Change "crowd" to "group" throughout the data below and write out every line again with nothing else altered. Leave the pictures out of your answer.

--- BEGIN Task input ---

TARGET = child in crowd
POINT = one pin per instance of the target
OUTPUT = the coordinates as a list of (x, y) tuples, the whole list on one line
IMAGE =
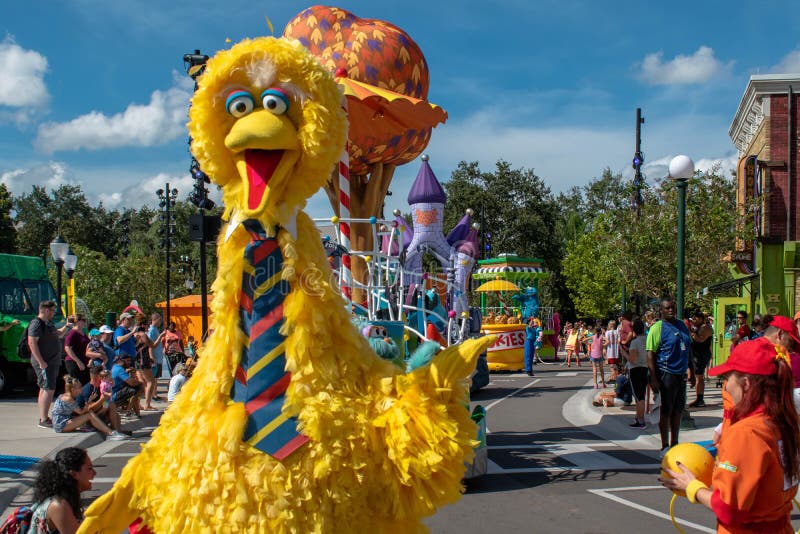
[(68, 417), (106, 384), (95, 351), (597, 356), (177, 381)]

--- END Task input ---

* _Final answer_
TARGET = child in group
POINT = one pin per instance of the target
OUTPUT = the coordinates as a list of (x, y) tuples, the whole list on one line
IMAGE =
[(68, 417), (106, 384), (95, 351), (597, 356), (177, 381)]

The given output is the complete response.